* [Collection entries]
== == ==
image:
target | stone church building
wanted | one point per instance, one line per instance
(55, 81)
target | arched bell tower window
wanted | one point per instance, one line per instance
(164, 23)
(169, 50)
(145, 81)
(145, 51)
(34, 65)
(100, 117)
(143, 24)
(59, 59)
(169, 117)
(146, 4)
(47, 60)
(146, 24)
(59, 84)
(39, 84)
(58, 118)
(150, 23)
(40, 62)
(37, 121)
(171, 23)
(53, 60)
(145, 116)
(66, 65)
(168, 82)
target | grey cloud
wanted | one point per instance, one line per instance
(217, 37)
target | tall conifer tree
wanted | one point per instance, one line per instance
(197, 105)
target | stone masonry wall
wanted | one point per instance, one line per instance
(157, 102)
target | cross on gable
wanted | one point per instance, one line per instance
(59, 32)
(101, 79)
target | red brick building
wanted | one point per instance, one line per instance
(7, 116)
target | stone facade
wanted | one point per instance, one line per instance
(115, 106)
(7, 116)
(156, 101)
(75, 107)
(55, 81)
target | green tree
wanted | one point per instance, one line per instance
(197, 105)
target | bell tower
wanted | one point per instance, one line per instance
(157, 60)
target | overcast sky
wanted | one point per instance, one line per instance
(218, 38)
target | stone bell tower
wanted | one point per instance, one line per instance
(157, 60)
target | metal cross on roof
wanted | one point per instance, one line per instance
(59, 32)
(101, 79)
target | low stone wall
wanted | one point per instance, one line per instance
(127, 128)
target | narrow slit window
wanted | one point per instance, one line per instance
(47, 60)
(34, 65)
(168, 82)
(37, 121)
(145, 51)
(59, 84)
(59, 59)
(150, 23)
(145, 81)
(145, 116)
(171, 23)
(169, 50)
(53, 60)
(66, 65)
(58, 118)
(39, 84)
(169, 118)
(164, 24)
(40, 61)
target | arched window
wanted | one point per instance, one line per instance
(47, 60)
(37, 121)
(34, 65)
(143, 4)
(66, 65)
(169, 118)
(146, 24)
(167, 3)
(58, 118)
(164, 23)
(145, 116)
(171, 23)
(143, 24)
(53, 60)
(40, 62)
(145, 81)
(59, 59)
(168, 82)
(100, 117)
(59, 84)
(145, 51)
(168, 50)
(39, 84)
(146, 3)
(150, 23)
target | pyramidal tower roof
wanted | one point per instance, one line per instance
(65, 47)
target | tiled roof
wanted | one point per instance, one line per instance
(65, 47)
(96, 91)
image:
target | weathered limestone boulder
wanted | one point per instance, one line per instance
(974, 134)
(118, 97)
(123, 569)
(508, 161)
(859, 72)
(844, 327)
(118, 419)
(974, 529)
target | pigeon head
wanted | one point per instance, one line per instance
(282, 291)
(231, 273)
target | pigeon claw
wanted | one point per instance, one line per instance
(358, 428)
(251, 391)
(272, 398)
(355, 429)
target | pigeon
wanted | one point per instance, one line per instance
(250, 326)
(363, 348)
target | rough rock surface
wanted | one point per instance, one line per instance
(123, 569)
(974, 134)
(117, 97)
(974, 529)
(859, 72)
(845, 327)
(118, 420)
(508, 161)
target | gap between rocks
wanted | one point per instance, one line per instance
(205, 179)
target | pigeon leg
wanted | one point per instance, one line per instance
== == ==
* [Problem]
Please write out the listing again, substituting "dove" for each "pigeon" and leaving everything else unchanged.

* [Output below]
image:
target | stone church building
wanted | one point per instance, one line per instance
(55, 81)
target | arched bell tower window
wanted | one point per instance, one line per instance
(164, 23)
(169, 50)
(145, 81)
(145, 51)
(34, 65)
(100, 117)
(143, 24)
(59, 59)
(169, 117)
(146, 4)
(47, 60)
(146, 24)
(59, 84)
(39, 84)
(58, 118)
(150, 23)
(40, 62)
(37, 121)
(171, 23)
(53, 60)
(145, 116)
(66, 65)
(168, 82)
target | grey cloud
wanted | one point per instance, one line per instance
(217, 37)
target | tall conifer tree
wanted | one point per instance, one line per instance
(197, 105)
target | stone masonry wall
wanted | one point per instance, one line per instance
(157, 102)
target | cross on gable
wanted | one point per instance, one line per instance
(59, 32)
(101, 79)
target | red brick building
wanted | one point per instance, one line per instance
(7, 116)
target | stone facade
wanted | one point per instance, one line per instance
(115, 106)
(7, 116)
(156, 101)
(75, 107)
(55, 81)
target | green tree
wanted | one point per instance, one line per instance
(197, 105)
target | bell tower
wanted | one point per instance, one line per instance
(157, 60)
target | overcast sky
wanted | one point per instance, one line per instance
(218, 38)
target | stone bell tower
wanted | one point per instance, one line per instance
(157, 60)
target | metal cross on roof
wanted | one point per instance, one line per instance
(59, 32)
(101, 79)
target | low stone wall
wanted | one point per instance, one line per instance
(127, 128)
target | narrow slit window
wanted | one point per instance, one line per instance
(47, 60)
(34, 65)
(168, 82)
(37, 121)
(145, 51)
(59, 84)
(59, 59)
(150, 23)
(145, 81)
(145, 116)
(171, 23)
(169, 50)
(53, 60)
(66, 65)
(58, 118)
(39, 84)
(169, 118)
(164, 24)
(40, 61)
target | arched window
wanted | one point per instance, one line per instance
(47, 60)
(37, 121)
(34, 65)
(143, 4)
(66, 65)
(169, 118)
(146, 24)
(167, 3)
(58, 118)
(164, 23)
(145, 116)
(171, 23)
(143, 24)
(53, 60)
(40, 62)
(145, 81)
(59, 59)
(168, 82)
(100, 117)
(59, 84)
(145, 51)
(168, 50)
(39, 84)
(146, 3)
(150, 23)
target | pyramidal tower roof
wanted | one point per instance, one line per instance
(65, 47)
target | tiled roof
wanted | one point per instance, one line per instance
(65, 47)
(96, 91)
image:
target | weathered limestone boulder
wanted | one point per instance, one line per instance
(974, 134)
(118, 97)
(123, 569)
(508, 161)
(859, 72)
(844, 327)
(118, 419)
(974, 529)
target | dove head
wanted | one point per instance, one line per instance
(282, 291)
(231, 273)
target | dove claw
wanted | one point per instance, one line per instance
(358, 428)
(251, 391)
(272, 398)
(355, 429)
target | dove
wanted | one point per instance, one line per instance
(250, 326)
(363, 348)
target | rough rock surface
wanted | one point per instance, one line per instance
(123, 569)
(974, 134)
(117, 97)
(974, 529)
(859, 72)
(845, 327)
(118, 420)
(508, 161)
target | gap between rocks
wanted | one point per instance, one line per instance
(205, 179)
target | dove leg
wanted | one point per instance, one line per instance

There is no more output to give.